Software Development – Train Wrecked!!

We have written extensively in the past about build vs buy and have always concluded that buy would be the option to pursue for any medium to large initiatives in enteprises. Aside from benefiting from global repository of best practices standardisation and quicker rollouts,one key factor is the disillusionment with developing solutions ground up. (Via eWeek)Industry research shows that some 45 percent of all software development projects in 2003 were canceled, with another 30 percent completed late and/or with reduced features. "This trend is not headed in a positive direction, and failure rates have risen over the past 10 years. Recently, we have seen huge projects at both the Department of Defense and the IRS fail," says,Behlendorf, CTO of collabnet. Excerpts with edits and my comments added:

What lies behind these failures are
- slow feedback loops from inception to use,
- high underlying technology turn,
- poorly documented prior systems and requirements,
- the growing difficulty in estimating work, and
- demotivated developers,
- A project-oriented mindset also "kills the community," & the life cycle of a software project does not end on a ship date. Teams often throw away the development artifacts they created along the way, or place them in obscure locations."
- As a result of all of these factors, true software reusability is just a myth. While some companies have built asset repositories, they tend to have tarballs of source code and searchable metadata at best," Developers also have scant incentives to properly prepare their components for reuse by others or to reuse others' work.

::::

• Stated exercise: According to the software development excerpt, what share of all software development projects in 2003 were canceled?

(Saved entries)
::::

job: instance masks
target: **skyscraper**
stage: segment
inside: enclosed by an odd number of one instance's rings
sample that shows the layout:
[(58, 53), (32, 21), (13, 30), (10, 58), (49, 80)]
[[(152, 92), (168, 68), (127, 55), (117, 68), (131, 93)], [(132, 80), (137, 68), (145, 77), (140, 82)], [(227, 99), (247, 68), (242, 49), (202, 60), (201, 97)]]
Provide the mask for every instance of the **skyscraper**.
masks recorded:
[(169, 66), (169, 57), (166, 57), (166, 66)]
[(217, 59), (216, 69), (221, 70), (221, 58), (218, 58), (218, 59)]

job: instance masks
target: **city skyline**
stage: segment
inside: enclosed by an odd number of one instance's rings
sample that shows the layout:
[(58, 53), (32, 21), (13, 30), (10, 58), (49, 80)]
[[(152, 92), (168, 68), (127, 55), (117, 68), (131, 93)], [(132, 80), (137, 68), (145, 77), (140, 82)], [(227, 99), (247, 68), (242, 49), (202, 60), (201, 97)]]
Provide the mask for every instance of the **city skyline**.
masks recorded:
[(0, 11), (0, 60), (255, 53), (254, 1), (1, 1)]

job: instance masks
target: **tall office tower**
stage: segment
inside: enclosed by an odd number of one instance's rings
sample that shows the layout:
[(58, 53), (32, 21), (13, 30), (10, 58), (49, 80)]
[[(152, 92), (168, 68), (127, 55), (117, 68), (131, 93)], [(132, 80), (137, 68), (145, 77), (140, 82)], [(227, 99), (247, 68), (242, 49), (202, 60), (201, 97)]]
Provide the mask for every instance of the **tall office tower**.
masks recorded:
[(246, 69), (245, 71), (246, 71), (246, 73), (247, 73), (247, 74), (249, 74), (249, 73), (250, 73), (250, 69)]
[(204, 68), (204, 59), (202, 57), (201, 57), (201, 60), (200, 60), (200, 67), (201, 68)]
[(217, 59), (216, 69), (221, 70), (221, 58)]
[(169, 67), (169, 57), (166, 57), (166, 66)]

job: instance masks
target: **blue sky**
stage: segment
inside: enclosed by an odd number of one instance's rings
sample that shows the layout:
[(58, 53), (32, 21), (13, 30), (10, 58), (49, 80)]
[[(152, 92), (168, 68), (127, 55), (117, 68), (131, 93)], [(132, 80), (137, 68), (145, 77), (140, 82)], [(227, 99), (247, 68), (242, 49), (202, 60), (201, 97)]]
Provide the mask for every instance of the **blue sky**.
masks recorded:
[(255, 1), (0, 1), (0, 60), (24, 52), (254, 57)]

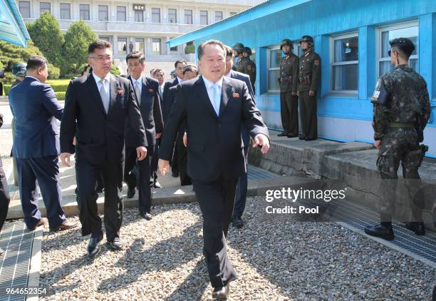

::::

• Task result: Some 45 percent.